[任务]: 请把以下各条记录重新写出，将其中每一处“give the position of each”都改为“give the coordinates of each”，其余内容一律保持不变。

[数据记录]:
------------------------------------------------

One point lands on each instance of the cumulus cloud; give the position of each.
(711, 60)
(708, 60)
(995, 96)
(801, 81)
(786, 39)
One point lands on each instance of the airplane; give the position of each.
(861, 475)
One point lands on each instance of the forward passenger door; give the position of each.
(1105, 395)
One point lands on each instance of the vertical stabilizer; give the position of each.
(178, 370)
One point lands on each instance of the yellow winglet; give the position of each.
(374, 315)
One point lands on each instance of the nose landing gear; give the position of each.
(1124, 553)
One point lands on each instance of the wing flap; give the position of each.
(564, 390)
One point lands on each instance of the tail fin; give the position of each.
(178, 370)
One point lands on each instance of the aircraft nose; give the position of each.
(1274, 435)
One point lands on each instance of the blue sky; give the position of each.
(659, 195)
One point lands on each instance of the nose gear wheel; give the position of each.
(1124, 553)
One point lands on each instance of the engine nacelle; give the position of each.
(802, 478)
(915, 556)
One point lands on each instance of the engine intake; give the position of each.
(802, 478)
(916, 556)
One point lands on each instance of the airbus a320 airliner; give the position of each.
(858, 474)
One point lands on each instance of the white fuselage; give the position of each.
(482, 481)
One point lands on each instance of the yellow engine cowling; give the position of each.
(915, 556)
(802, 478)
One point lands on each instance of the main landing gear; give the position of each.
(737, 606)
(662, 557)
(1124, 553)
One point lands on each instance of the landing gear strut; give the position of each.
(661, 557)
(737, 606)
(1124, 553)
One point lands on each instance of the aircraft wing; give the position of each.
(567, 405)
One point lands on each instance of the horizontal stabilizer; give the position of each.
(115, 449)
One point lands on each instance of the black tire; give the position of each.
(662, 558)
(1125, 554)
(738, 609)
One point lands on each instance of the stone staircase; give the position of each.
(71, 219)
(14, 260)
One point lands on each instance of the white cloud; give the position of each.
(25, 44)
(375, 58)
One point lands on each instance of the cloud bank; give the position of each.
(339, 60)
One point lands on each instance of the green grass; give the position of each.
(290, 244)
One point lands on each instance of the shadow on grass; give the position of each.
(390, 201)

------------------------------------------------

[回答]:
One point lands on each instance of the cumulus cloud; give the coordinates of each.
(711, 60)
(708, 60)
(995, 96)
(801, 81)
(786, 39)
One point lands on each instance of the airplane; give the coordinates of each.
(861, 475)
One point lands on each instance of the forward passenger door; give the coordinates of each.
(1105, 395)
One point lands on each instance of the vertical stabilizer; give the coordinates of each.
(178, 370)
One point lands on each instance of the yellow winglet; give the coordinates of each.
(374, 315)
One point lands on each instance of the nose landing gear; give the coordinates of each.
(1124, 553)
One point lands on each instance of the wing flap; give the coordinates of each.
(564, 390)
One point lands on each instance of the tail fin; give the coordinates of each.
(178, 370)
One point lands on each instance of the aircraft nose; give the coordinates of each.
(1274, 435)
One point lands on each instance of the blue sky; give the coordinates of each.
(659, 195)
One point lands on each instance of the nose gear wheel; give the coordinates of each.
(1124, 553)
One point lands on each instance of the engine nacelle; give the coordinates of each.
(802, 478)
(915, 556)
One point lands on each instance of the engine intake; give the coordinates of each.
(802, 478)
(916, 556)
One point lands on each instance of the airbus a320 airliner; give the coordinates of each.
(858, 474)
One point lands on each instance of the white fuselage; give the coordinates of each.
(482, 481)
One point lands on each instance of the yellow engine cowling; give the coordinates of each.
(915, 556)
(802, 478)
One point lands on each instance of the main landing gear; give the coordinates of each.
(737, 606)
(662, 557)
(1124, 553)
One point lands on each instance of the landing gear strut; give the coordinates of each.
(661, 557)
(737, 606)
(1124, 553)
One point lands on each instance of the aircraft wing; give the coordinates of each.
(567, 405)
One point lands on each instance of the horizontal stabilizer; give the coordinates of each.
(115, 449)
One point lands on each instance of the black tire; give the coordinates of each.
(662, 558)
(1125, 554)
(738, 609)
One point lands on each instance of the stone staircase; give the coordinates of each.
(71, 219)
(14, 260)
One point lands on each instance of the white cloud; give the coordinates of each.
(25, 44)
(375, 58)
One point lands on each instance of the cloud bank; give the coordinates of each.
(339, 60)
One point lands on each instance of the green grass; give the coordinates of each.
(290, 244)
One point lands on each instance of the shadow on grass; give the coordinates of each.
(390, 201)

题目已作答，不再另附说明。